Modern Advocate Lecture Series

Modern Advocate Lecture Series

Tuesday 25 October, Law Society House, Brisbane

Opening address, deputy president

  • Welcome to the Inaugural lecture of the Modern Advocates Lecture Series.
  • It is with great pleasure that we welcome the Honourable Chief Justice Catherine Holmes as our Guest Speaker tonight.
  • Before I invite her honour to the podium, please let me share with you some thoughts which were the genesis for this series.
  • In days gone by we gained our legal experience through the Articles Clerkship programme, where young lawyers filled their days – filing court documents, attending court call-overs, and attending settlements where many a heel and patience was worn out over time.  Those young lawyers are our now senior members of the profession.
  • While these experiences were often dry and laborious they had a distinctly significant advantage.  We interacted with each other on a daily basis, bonding while standing in long queues at the court counter, testing our advocacy skills on the intractable counter staff who would not file your document if your office cheque was for more than the filing fee.  Or confessing our sins to one and other in the titles office queue – such as was the time a colleague was lost on his way to a settlement, so he stopped at a phone booth to call his master (yes they were called masters and there were phone booths) to get directions.  Only to find that he arrived at the settlement location without the client’s balance funds.  Oops he left it at the phone booth.  Only problem is it was $6000 in cash, in a brown paper bag (it was the 80s).  Even more amazing, the funds were still there where he committed multiple traffic offences in returning to the booth to retrieve the funds.  These, incidental, every day shared experiences are what a now bygone part of our profession built their professional relationships upon.

● APPLY WHAT YOU READ
a) Answer these questions from the opening address:
(i) Where was the lecture held?
(ii) Who was welcomed as the guest speaker?
(iii) How much cash did the colleague leave at the phone booth?
b) Continue the opening address, starting after its last sentence.

● GIVEN INFORMATION
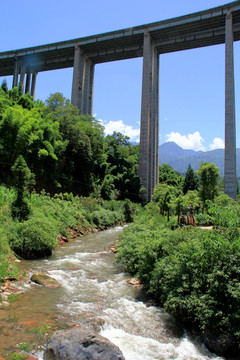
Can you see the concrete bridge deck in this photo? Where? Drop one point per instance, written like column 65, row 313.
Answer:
column 219, row 25
column 186, row 32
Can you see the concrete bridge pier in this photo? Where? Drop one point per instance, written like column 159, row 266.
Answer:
column 82, row 85
column 149, row 128
column 230, row 183
column 28, row 82
column 16, row 72
column 33, row 85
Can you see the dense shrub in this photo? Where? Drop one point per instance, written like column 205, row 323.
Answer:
column 193, row 273
column 33, row 238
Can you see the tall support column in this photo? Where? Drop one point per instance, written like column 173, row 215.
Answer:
column 230, row 184
column 78, row 78
column 154, row 122
column 148, row 156
column 33, row 85
column 15, row 74
column 91, row 86
column 28, row 81
column 22, row 78
column 88, row 87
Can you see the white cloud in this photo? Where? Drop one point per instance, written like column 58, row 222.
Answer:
column 191, row 141
column 217, row 143
column 119, row 126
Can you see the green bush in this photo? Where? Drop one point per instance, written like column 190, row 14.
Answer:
column 193, row 273
column 33, row 238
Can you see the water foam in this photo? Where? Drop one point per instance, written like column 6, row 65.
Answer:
column 142, row 348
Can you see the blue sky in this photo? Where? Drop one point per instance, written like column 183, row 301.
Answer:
column 191, row 107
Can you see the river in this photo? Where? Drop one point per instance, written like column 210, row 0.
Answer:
column 95, row 293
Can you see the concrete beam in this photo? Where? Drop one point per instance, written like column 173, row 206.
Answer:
column 230, row 184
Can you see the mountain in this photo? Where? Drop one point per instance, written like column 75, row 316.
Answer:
column 172, row 154
column 173, row 150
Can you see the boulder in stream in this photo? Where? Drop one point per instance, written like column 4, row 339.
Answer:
column 81, row 343
column 44, row 279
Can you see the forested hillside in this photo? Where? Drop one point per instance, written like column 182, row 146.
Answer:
column 64, row 151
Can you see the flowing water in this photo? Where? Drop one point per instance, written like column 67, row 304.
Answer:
column 95, row 293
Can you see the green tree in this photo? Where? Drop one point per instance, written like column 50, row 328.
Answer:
column 165, row 195
column 122, row 164
column 24, row 180
column 169, row 176
column 191, row 180
column 4, row 86
column 209, row 177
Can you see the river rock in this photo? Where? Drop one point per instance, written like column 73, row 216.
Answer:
column 44, row 279
column 81, row 343
column 222, row 345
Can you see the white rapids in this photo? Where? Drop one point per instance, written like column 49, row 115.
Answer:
column 95, row 292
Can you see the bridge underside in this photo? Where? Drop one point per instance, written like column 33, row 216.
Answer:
column 210, row 27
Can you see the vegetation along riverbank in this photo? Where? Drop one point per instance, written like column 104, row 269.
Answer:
column 60, row 177
column 192, row 272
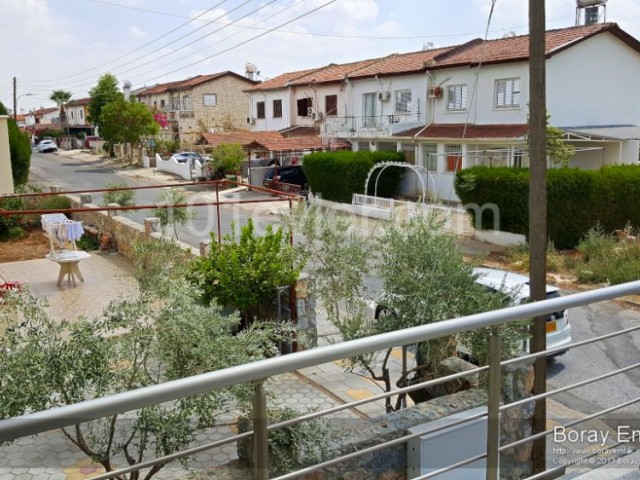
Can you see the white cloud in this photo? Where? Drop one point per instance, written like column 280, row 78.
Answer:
column 137, row 32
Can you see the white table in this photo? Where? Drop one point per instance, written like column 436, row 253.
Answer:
column 68, row 261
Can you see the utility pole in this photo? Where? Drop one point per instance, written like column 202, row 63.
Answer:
column 15, row 99
column 538, row 216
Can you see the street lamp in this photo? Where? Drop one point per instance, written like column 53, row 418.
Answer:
column 15, row 104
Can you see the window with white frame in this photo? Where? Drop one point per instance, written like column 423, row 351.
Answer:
column 456, row 97
column 186, row 102
column 403, row 101
column 209, row 99
column 507, row 93
column 430, row 156
column 454, row 157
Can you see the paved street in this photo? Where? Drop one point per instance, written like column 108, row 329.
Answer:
column 51, row 456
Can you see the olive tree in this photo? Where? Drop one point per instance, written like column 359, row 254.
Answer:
column 159, row 334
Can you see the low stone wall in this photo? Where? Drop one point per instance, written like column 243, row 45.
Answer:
column 124, row 233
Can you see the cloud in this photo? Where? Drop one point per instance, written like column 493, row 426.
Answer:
column 137, row 32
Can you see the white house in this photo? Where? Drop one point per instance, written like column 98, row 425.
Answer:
column 460, row 106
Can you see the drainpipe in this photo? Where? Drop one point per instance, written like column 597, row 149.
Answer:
column 432, row 81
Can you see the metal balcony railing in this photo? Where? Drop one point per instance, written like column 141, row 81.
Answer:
column 373, row 126
column 258, row 372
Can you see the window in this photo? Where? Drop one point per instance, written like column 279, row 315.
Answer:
column 457, row 97
column 186, row 102
column 508, row 93
column 260, row 109
column 454, row 157
column 331, row 105
column 209, row 99
column 430, row 155
column 304, row 104
column 277, row 108
column 403, row 101
column 409, row 153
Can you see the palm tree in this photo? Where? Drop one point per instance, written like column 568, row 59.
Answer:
column 61, row 98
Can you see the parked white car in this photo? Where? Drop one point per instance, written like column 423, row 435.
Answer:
column 515, row 286
column 47, row 146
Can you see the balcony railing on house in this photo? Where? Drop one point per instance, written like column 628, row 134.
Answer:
column 373, row 126
column 257, row 372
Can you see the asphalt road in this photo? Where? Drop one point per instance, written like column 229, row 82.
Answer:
column 73, row 174
column 573, row 366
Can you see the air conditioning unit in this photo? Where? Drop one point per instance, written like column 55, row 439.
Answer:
column 435, row 92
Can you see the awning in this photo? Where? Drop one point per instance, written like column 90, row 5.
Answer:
column 611, row 132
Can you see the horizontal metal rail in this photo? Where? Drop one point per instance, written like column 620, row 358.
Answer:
column 17, row 427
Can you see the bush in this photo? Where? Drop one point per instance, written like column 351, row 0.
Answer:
column 577, row 199
column 337, row 176
column 20, row 151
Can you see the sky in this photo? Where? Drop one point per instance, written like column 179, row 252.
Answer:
column 67, row 45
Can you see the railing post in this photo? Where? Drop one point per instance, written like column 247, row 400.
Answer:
column 493, row 430
column 260, row 443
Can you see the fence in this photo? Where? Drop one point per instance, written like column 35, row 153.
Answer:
column 257, row 372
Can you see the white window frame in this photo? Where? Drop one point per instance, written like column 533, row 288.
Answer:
column 430, row 156
column 209, row 99
column 453, row 150
column 507, row 93
column 403, row 106
column 457, row 98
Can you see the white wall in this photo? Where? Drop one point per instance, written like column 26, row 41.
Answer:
column 356, row 89
column 269, row 122
column 481, row 100
column 594, row 83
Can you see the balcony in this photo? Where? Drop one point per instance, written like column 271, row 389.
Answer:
column 368, row 127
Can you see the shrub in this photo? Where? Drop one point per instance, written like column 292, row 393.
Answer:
column 337, row 176
column 577, row 199
column 20, row 151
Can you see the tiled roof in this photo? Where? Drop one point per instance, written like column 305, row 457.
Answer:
column 511, row 49
column 79, row 101
column 272, row 140
column 187, row 84
column 491, row 51
column 461, row 130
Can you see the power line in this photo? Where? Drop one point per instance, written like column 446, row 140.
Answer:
column 244, row 42
column 227, row 38
column 138, row 48
column 330, row 35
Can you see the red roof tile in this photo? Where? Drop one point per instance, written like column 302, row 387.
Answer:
column 272, row 140
column 188, row 83
column 511, row 49
column 470, row 131
column 491, row 51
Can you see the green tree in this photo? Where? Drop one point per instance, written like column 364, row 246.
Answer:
column 170, row 214
column 140, row 341
column 245, row 271
column 19, row 150
column 61, row 98
column 126, row 122
column 105, row 92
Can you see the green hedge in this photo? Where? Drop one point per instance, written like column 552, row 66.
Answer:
column 336, row 176
column 576, row 199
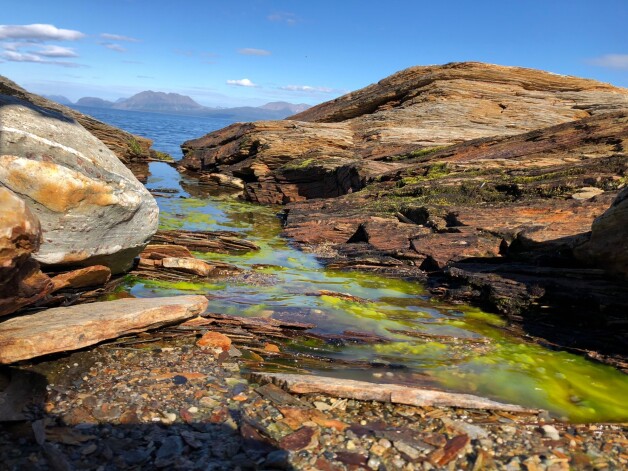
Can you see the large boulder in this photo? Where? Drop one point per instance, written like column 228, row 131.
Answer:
column 608, row 245
column 21, row 281
column 91, row 208
column 337, row 147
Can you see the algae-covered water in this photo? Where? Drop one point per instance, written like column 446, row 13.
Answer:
column 286, row 284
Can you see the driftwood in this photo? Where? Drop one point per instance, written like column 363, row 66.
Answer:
column 71, row 328
column 365, row 391
column 206, row 241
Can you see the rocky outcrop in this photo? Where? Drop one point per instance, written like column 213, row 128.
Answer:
column 128, row 147
column 337, row 147
column 608, row 244
column 91, row 208
column 21, row 281
column 496, row 221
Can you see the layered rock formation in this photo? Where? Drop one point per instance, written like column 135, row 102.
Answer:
column 608, row 244
column 496, row 221
column 337, row 147
column 21, row 281
column 128, row 147
column 91, row 208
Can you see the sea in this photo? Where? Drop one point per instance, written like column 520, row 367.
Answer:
column 167, row 131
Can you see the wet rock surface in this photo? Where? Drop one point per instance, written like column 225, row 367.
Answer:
column 495, row 221
column 339, row 146
column 173, row 405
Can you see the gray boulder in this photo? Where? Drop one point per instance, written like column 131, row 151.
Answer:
column 91, row 208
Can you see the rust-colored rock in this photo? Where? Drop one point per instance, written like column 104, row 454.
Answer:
column 607, row 247
column 21, row 281
column 338, row 146
column 96, row 275
column 214, row 340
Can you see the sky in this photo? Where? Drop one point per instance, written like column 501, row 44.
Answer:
column 249, row 52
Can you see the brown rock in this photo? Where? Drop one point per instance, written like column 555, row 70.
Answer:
column 70, row 328
column 334, row 148
column 96, row 275
column 160, row 251
column 451, row 450
column 21, row 281
column 302, row 439
column 214, row 340
column 608, row 244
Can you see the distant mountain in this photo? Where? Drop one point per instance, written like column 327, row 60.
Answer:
column 62, row 100
column 159, row 102
column 173, row 103
column 94, row 102
column 284, row 105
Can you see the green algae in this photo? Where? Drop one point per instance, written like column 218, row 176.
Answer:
column 504, row 367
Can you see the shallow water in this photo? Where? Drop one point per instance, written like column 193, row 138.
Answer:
column 498, row 365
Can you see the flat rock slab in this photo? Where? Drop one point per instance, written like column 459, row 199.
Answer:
column 397, row 394
column 71, row 328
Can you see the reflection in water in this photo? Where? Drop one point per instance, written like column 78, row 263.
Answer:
column 488, row 361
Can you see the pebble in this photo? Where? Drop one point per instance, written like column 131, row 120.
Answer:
column 550, row 432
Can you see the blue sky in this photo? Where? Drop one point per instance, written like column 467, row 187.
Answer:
column 231, row 53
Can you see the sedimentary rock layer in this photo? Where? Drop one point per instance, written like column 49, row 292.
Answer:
column 337, row 147
column 91, row 208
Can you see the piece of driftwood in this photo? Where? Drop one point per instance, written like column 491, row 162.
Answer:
column 362, row 390
column 74, row 327
column 206, row 241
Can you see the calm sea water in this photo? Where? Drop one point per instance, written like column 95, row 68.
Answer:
column 167, row 131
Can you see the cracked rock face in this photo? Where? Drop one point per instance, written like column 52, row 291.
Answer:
column 91, row 208
column 21, row 281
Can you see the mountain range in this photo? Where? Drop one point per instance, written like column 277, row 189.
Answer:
column 174, row 103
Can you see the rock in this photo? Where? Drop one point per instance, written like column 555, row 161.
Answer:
column 71, row 328
column 214, row 340
column 187, row 265
column 21, row 281
column 128, row 147
column 608, row 245
column 492, row 222
column 96, row 275
column 339, row 146
column 304, row 438
column 365, row 391
column 91, row 208
column 161, row 251
column 550, row 432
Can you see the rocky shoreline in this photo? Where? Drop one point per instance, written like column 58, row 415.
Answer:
column 523, row 211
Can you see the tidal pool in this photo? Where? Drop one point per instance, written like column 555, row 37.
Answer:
column 488, row 361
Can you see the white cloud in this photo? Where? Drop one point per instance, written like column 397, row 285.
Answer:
column 283, row 17
column 56, row 51
column 14, row 56
column 249, row 51
column 241, row 83
column 612, row 61
column 118, row 37
column 306, row 88
column 39, row 32
column 113, row 47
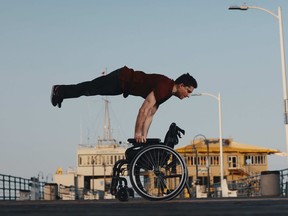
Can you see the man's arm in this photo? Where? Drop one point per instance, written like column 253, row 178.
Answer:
column 144, row 118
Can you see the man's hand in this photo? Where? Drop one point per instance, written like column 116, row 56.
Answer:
column 140, row 138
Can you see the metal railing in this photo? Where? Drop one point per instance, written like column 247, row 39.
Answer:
column 13, row 188
column 251, row 186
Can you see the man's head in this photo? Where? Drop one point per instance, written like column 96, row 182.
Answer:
column 184, row 86
column 186, row 80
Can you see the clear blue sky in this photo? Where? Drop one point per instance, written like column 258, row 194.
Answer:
column 43, row 43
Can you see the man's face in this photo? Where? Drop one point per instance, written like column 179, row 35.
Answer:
column 184, row 91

● ANSWERS TO THE EXERCISE
a)
(i) Law Society House, Brisbane.
(ii) Chief Justice Catherine Holmes.
(iii) $6000, in a brown paper bag.

b)
  • As with all things in life and practice, it moves on.  Changes occur, most for the better, some we lose out.  Today practice is fast paced, electronically driven – filing at the court counter has been replaced with post and online filing, and property lawyers have moved to the cloud with E-Conveyancing.
  • While these changes have resulted in significant improvements to business practice and importantly cost savings to clients, the profession has lost a significant part of the human connection.  It is that human connection that is at the core of this program.
  • The idea for the Modern Advocates Lecture Series is the practical response by the QLS to the challenge of providing better opportunities for female barristers and female advocates to meet in an atmosphere of collegiality, to hear a wonderful lecture, to make contacts to enhance business and briefing opportunities for both female solicitors and barristers and hopefully forge lasting professional bonds.
  • Relationships serve us best where they are developed naturally and respectfully.  Of course you can attempt to impose them, in those cases you will get compliance, but you will not get commitment.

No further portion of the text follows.